Entries excerpted from a collection:
________________

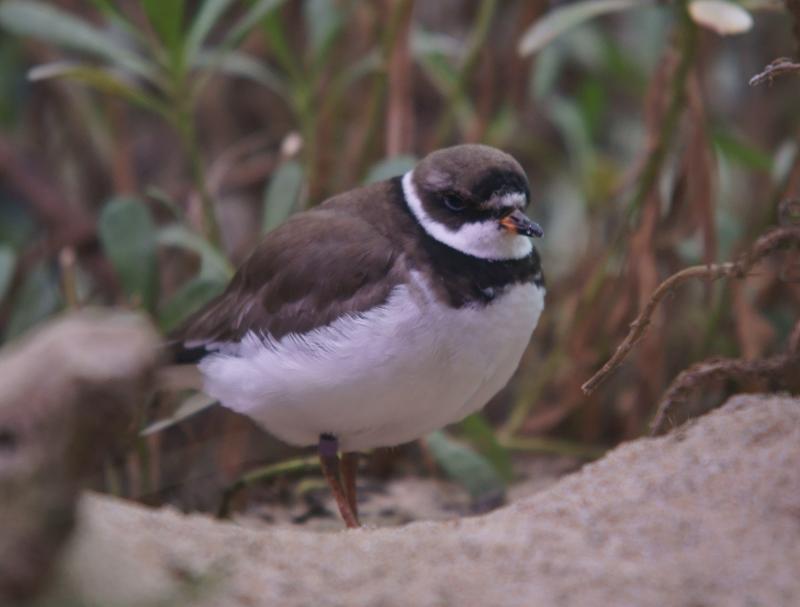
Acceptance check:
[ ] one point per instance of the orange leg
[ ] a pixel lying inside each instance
(349, 468)
(329, 459)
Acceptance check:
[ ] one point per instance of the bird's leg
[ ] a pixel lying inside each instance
(349, 468)
(329, 459)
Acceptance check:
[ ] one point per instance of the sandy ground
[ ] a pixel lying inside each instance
(708, 515)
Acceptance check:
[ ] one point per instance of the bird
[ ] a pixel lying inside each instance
(381, 314)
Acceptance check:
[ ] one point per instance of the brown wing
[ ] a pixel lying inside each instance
(313, 269)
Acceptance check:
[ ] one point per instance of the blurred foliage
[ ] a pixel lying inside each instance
(647, 151)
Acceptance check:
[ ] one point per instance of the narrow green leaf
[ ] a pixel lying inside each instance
(390, 167)
(742, 152)
(128, 236)
(166, 16)
(101, 79)
(191, 406)
(558, 21)
(234, 63)
(482, 437)
(281, 195)
(187, 300)
(208, 15)
(250, 19)
(213, 263)
(324, 19)
(8, 262)
(467, 468)
(51, 25)
(38, 297)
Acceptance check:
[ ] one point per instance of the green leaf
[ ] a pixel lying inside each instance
(51, 25)
(188, 299)
(128, 236)
(38, 297)
(467, 468)
(250, 19)
(213, 263)
(206, 18)
(742, 152)
(166, 16)
(101, 79)
(281, 195)
(324, 19)
(390, 167)
(238, 64)
(482, 437)
(191, 406)
(558, 21)
(8, 263)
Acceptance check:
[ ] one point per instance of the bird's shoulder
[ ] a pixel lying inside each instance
(333, 260)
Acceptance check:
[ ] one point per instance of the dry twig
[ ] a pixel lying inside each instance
(770, 371)
(779, 67)
(764, 246)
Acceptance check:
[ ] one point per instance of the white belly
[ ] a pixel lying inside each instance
(381, 378)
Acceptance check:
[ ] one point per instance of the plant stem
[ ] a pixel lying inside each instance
(686, 46)
(483, 21)
(260, 474)
(183, 121)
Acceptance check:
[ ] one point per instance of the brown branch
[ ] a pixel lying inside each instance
(769, 370)
(764, 246)
(779, 67)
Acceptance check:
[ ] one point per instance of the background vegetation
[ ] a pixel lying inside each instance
(146, 146)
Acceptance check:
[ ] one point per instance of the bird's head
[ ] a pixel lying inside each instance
(473, 198)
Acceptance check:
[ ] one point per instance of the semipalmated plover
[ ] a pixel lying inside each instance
(382, 314)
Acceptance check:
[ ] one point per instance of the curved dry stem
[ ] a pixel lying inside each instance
(764, 246)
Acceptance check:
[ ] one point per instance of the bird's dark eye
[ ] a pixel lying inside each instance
(454, 202)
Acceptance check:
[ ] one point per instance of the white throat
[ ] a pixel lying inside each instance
(482, 239)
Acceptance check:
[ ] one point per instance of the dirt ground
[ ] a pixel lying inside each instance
(707, 515)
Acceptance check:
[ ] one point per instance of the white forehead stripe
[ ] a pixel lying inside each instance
(484, 239)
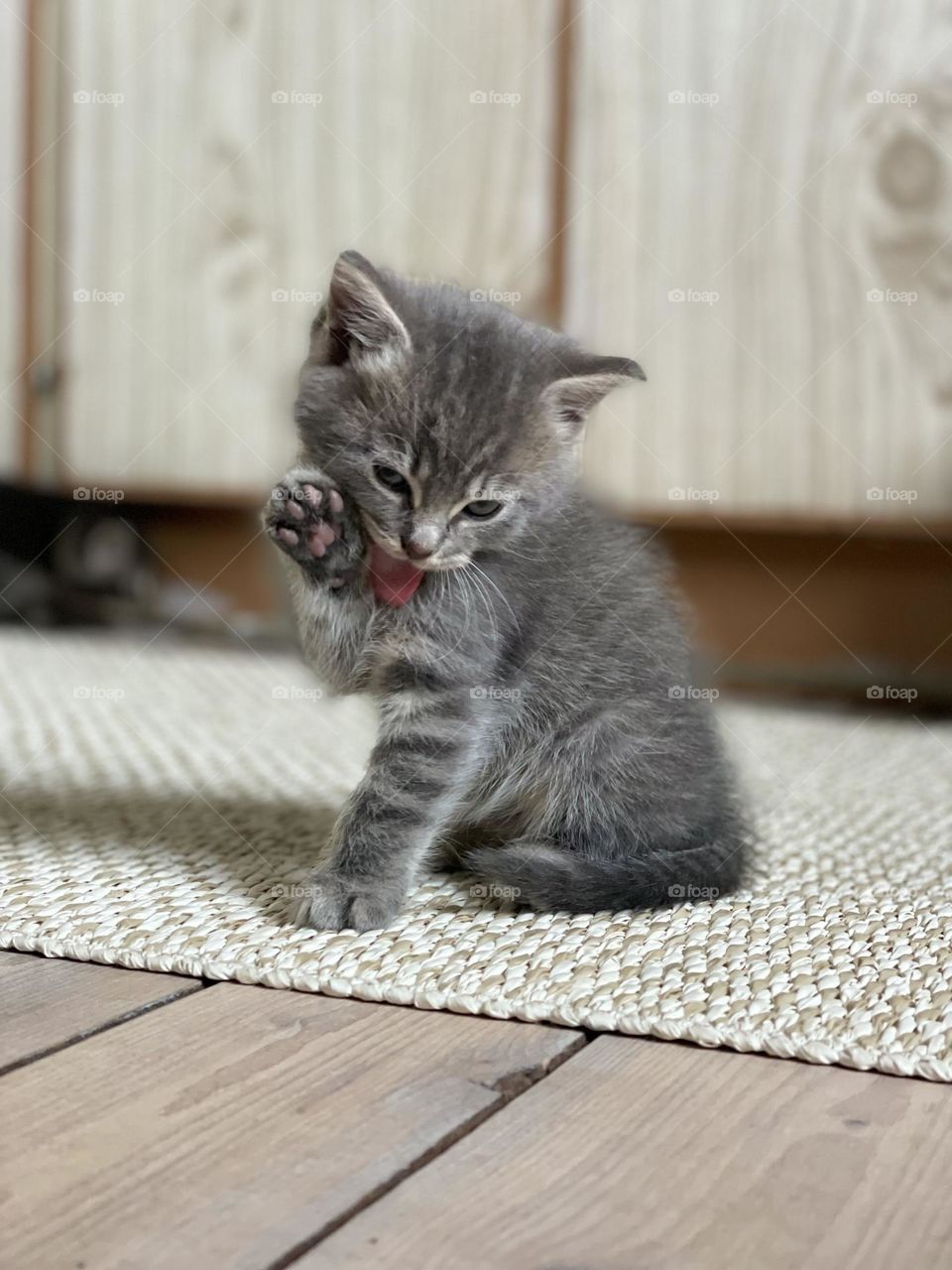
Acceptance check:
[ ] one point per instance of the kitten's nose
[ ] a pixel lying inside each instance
(416, 549)
(422, 539)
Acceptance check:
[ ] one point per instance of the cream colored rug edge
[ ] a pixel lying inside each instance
(763, 1040)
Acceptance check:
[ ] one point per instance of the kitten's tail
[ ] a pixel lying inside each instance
(549, 879)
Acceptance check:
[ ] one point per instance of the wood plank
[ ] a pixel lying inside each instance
(643, 1153)
(760, 213)
(46, 1002)
(13, 93)
(236, 1124)
(250, 145)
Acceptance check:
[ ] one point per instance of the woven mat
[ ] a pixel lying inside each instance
(158, 804)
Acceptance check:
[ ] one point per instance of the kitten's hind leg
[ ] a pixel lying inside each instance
(549, 878)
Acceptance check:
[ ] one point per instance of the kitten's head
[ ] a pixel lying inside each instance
(451, 422)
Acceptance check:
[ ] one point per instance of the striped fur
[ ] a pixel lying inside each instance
(537, 711)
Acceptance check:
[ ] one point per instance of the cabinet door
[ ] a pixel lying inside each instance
(217, 159)
(761, 212)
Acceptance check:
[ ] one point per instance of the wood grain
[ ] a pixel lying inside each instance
(752, 197)
(231, 1127)
(638, 1153)
(13, 90)
(46, 1002)
(254, 143)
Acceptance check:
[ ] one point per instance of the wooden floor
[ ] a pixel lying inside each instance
(155, 1121)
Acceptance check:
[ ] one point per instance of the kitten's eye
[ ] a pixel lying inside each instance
(391, 479)
(483, 508)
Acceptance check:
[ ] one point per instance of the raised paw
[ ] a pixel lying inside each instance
(311, 524)
(333, 902)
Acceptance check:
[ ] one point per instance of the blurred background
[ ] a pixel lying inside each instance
(754, 200)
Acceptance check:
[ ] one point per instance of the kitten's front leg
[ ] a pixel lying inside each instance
(417, 770)
(322, 541)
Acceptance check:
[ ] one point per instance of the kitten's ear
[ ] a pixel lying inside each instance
(358, 324)
(570, 399)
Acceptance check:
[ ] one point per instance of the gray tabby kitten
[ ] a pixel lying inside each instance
(530, 668)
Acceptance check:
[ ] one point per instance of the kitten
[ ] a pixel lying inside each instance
(536, 724)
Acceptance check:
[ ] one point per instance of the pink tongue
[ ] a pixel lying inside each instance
(394, 580)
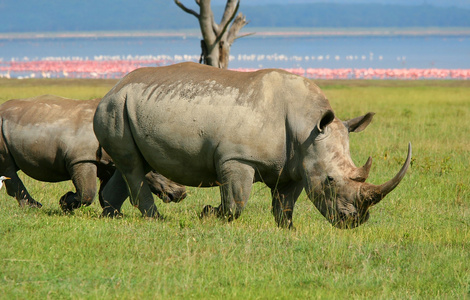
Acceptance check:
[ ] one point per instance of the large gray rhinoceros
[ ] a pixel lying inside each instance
(51, 139)
(202, 126)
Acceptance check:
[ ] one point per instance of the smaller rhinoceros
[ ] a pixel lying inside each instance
(51, 139)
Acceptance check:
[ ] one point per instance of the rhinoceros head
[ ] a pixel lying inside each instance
(333, 183)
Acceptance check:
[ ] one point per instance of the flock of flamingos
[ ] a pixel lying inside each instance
(117, 67)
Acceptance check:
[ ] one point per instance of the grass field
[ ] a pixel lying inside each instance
(416, 244)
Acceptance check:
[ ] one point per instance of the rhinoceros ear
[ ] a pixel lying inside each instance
(327, 117)
(360, 123)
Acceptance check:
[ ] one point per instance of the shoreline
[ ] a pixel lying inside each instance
(252, 32)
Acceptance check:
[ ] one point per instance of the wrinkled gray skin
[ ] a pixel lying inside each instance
(202, 126)
(51, 139)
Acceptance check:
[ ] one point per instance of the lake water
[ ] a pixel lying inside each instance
(256, 52)
(428, 57)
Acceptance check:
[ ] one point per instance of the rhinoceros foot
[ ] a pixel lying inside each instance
(209, 211)
(31, 203)
(111, 212)
(69, 202)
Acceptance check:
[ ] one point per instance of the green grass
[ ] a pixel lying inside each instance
(416, 244)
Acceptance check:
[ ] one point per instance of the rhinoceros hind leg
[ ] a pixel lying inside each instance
(112, 195)
(236, 181)
(15, 188)
(164, 188)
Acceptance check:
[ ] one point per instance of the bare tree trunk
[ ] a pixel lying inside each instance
(217, 38)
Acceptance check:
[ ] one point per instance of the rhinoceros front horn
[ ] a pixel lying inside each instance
(372, 194)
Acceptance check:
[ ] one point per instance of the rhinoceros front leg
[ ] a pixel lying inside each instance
(15, 188)
(84, 179)
(236, 180)
(284, 199)
(117, 190)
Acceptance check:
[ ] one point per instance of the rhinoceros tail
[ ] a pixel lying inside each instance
(99, 153)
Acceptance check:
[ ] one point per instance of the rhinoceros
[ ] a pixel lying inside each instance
(202, 126)
(51, 139)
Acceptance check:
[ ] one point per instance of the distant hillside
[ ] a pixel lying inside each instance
(119, 15)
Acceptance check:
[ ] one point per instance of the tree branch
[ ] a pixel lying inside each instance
(206, 21)
(230, 11)
(225, 26)
(189, 11)
(237, 25)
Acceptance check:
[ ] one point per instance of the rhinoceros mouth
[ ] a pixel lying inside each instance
(344, 221)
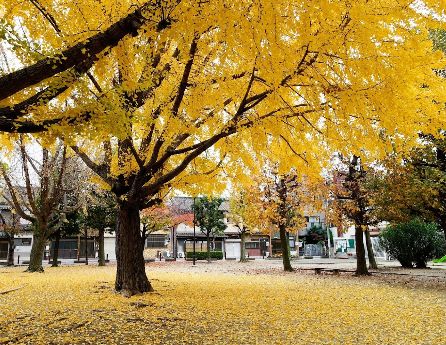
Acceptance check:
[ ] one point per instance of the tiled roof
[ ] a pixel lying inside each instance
(184, 204)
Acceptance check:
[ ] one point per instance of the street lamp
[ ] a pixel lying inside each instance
(193, 208)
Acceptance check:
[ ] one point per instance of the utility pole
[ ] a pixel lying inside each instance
(194, 230)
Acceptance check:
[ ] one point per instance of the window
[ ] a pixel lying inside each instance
(156, 241)
(22, 241)
(252, 245)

________________

BRIEF
How many lines of the entries above contain the word "white"? Give only the number.

FULL ANSWER
3